## Exercise prompt
The expected output is exactly the lines below, starting at the line with "drop a dot on every instance of the mowed" and ending at the line with "drop a dot on every instance of the fern", both included; no other line belongs in it.

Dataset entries
****************************************

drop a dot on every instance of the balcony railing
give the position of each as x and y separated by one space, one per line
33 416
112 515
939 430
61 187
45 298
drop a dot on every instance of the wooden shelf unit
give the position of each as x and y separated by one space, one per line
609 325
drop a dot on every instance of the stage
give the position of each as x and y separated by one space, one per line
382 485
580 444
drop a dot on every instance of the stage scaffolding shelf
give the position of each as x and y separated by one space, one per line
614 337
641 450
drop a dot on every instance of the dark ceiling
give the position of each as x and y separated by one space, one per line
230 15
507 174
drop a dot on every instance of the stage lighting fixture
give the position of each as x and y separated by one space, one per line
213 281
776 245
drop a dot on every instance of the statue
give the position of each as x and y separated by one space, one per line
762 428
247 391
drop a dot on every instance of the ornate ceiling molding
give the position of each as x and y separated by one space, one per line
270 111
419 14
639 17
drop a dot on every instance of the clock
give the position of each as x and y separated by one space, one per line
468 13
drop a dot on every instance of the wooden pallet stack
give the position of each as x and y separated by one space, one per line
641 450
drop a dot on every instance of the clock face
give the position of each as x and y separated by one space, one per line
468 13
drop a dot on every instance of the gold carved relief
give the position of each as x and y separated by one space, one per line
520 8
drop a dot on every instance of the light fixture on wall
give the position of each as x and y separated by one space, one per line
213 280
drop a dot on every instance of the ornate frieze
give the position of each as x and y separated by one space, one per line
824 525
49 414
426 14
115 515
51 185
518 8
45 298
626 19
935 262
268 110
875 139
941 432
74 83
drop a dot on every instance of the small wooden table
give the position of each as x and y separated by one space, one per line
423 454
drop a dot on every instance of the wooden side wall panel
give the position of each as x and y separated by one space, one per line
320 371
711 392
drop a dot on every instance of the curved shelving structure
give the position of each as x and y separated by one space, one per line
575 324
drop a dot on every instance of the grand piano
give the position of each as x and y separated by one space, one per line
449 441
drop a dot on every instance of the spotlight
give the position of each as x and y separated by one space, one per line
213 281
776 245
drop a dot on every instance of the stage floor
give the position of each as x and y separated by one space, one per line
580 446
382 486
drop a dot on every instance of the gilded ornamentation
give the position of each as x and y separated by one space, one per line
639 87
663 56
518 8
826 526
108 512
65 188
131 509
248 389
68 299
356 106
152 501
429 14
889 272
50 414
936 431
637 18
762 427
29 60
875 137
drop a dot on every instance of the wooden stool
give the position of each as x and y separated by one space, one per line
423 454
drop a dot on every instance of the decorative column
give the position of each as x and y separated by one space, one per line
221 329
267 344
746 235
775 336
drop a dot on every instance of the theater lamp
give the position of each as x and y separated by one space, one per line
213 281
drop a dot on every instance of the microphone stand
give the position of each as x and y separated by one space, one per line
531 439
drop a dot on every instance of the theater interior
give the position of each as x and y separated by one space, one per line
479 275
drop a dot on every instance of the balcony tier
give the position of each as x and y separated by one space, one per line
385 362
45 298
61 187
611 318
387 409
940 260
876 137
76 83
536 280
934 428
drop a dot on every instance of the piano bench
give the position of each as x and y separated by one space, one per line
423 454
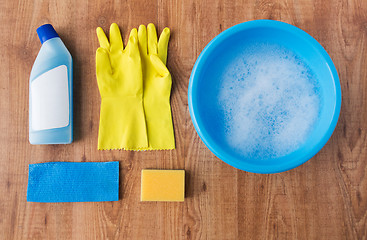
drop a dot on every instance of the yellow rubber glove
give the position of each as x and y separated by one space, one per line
120 82
157 87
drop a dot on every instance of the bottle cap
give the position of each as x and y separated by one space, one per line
46 32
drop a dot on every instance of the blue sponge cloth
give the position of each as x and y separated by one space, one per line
73 182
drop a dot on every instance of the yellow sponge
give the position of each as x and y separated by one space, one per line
163 185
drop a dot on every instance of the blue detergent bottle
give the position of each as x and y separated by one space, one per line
51 91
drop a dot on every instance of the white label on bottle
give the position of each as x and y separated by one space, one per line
50 99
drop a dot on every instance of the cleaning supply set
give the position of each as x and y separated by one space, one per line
135 87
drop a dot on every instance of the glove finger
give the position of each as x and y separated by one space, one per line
163 45
159 65
142 39
132 45
103 63
152 39
115 38
103 41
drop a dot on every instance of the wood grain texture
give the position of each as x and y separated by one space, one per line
326 198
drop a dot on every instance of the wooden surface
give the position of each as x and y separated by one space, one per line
326 198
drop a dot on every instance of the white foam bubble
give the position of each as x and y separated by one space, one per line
270 102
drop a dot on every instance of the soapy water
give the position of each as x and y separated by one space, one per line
270 100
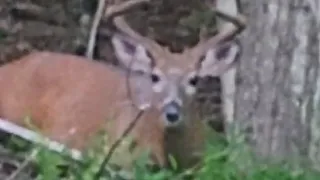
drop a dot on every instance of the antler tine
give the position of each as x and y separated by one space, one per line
226 32
115 12
148 43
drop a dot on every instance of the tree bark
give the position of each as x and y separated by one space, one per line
278 83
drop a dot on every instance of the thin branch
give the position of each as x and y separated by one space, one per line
36 138
94 28
24 164
116 144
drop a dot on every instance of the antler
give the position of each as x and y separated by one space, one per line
115 13
226 32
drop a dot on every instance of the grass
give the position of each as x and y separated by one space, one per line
221 162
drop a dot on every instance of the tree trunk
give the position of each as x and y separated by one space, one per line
278 84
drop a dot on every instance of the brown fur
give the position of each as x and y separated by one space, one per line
61 92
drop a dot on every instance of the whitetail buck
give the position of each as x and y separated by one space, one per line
70 98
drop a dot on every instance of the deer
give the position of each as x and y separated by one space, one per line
70 98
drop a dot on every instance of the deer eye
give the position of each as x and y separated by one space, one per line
194 81
155 78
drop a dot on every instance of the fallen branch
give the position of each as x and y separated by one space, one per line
23 165
36 138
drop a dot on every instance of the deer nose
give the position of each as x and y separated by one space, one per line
172 112
172 117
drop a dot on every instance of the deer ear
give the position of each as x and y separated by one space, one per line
131 54
219 59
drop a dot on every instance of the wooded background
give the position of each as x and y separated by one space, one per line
273 94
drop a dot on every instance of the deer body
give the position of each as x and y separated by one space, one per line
70 98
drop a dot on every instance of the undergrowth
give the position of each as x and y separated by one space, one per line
222 161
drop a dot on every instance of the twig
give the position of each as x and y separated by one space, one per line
23 165
116 144
94 28
35 137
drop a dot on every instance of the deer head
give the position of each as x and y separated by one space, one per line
174 76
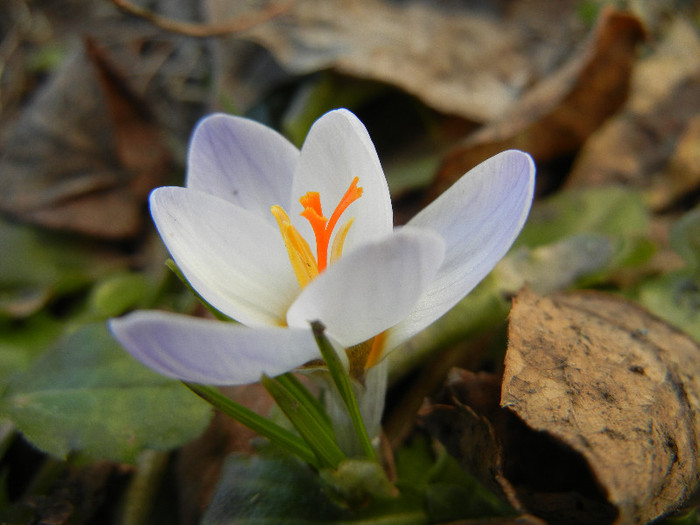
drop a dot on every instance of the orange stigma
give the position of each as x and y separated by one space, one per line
304 265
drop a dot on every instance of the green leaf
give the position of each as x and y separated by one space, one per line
343 383
450 492
272 490
87 395
119 293
615 211
685 238
37 266
21 342
314 429
356 481
275 433
674 297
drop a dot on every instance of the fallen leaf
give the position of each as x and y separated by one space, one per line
90 144
652 143
559 113
599 414
618 386
465 59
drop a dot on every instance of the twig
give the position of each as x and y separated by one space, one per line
235 25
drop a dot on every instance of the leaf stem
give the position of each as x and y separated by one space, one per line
275 433
342 381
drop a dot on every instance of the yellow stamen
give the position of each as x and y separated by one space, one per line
339 240
305 266
298 250
323 228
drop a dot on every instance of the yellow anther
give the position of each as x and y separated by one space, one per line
300 255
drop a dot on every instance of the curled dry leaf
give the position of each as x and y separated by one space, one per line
469 59
599 417
653 143
87 148
617 385
559 113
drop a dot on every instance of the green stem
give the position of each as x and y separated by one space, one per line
275 433
342 381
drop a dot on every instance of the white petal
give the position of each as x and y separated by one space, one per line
479 217
242 161
211 352
236 261
336 150
372 288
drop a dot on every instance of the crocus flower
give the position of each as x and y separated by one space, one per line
275 237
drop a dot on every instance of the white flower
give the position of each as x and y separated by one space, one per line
237 234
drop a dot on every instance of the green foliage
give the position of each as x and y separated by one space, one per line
268 488
614 211
88 396
37 267
675 296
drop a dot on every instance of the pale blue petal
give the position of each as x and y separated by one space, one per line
212 352
337 149
372 288
479 217
236 261
242 161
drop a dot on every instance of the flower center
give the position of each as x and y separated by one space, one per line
305 265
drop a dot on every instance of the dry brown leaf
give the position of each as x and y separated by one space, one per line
471 59
73 165
598 418
558 114
86 150
654 142
618 386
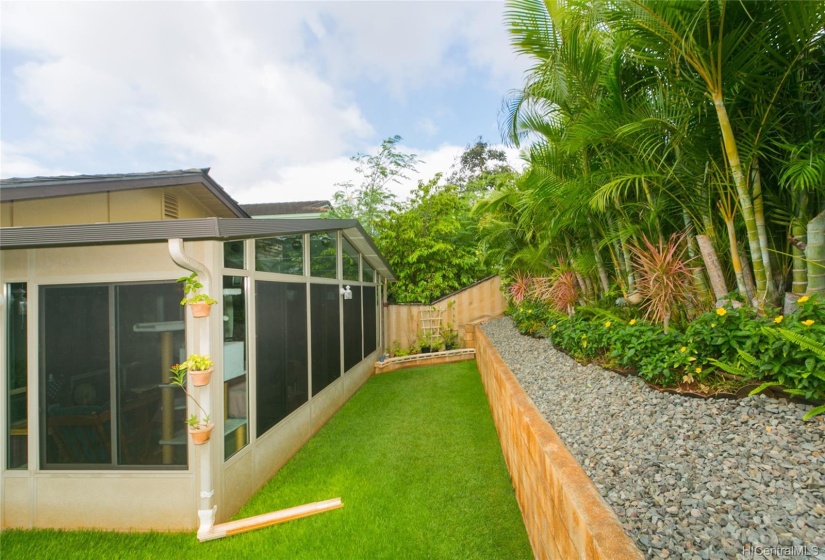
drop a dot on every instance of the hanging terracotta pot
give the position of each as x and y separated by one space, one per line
200 378
200 309
202 434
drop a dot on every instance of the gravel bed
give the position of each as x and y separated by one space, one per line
687 477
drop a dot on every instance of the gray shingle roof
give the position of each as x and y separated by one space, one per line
280 208
222 229
70 185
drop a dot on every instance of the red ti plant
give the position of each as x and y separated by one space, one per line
560 291
664 278
520 288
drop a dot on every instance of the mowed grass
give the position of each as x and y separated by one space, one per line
414 457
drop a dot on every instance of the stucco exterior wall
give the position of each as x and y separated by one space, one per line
118 206
123 499
251 468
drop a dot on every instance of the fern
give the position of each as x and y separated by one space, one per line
750 359
763 387
730 368
805 342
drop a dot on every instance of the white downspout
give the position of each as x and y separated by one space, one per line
207 511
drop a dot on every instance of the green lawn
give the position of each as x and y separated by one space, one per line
413 455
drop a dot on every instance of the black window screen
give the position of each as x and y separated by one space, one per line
326 342
352 329
370 305
281 351
105 355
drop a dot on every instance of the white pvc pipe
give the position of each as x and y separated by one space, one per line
206 512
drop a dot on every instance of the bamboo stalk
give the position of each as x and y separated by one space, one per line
268 519
717 279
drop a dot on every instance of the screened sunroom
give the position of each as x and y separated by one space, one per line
95 433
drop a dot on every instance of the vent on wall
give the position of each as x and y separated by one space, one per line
170 207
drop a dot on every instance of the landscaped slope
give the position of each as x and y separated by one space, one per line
414 457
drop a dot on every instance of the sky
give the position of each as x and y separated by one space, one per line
274 97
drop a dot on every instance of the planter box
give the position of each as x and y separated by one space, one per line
431 359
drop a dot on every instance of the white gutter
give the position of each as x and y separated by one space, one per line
207 511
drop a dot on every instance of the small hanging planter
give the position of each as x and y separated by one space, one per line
201 378
200 310
201 433
200 304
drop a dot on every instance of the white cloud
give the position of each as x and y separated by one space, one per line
179 76
17 164
316 181
263 92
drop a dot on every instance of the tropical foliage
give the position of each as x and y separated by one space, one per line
722 349
431 242
676 179
372 198
644 119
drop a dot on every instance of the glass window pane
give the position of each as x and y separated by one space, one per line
323 251
369 272
280 254
236 434
350 258
75 378
17 367
326 341
150 339
352 329
281 381
370 305
233 254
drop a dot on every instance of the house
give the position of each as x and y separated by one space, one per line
282 210
94 434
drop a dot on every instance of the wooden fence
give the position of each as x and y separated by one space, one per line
480 300
565 517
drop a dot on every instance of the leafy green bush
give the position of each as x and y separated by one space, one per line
532 317
776 350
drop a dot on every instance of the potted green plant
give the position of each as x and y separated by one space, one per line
200 368
199 303
199 428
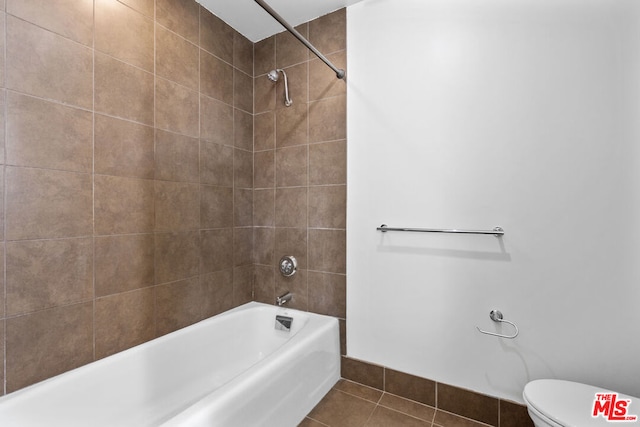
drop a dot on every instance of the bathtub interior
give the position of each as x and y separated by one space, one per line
151 383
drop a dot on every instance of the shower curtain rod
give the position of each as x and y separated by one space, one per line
339 71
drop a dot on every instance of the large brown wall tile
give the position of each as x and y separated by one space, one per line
328 163
218 289
177 255
264 56
216 164
48 273
264 171
46 343
242 169
327 250
124 33
123 263
216 121
215 254
468 404
123 148
2 370
179 16
242 91
243 54
243 207
146 7
179 304
328 119
243 129
123 205
46 204
216 78
2 122
69 19
2 290
243 284
291 166
216 206
264 131
176 59
292 241
177 206
60 68
216 36
122 90
242 246
177 108
124 320
263 245
291 125
291 207
328 206
177 157
47 135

****************************************

## Answer for this exercise
drop a dot on every instance of the mowed grass
give the position of each as x and y separated by one space, one per line
414 457
drop a dot on every instance of the stucco exterior wall
give the position of each as x and y separated by one space, one per line
118 206
123 499
251 468
drop a dot on every instance of the fern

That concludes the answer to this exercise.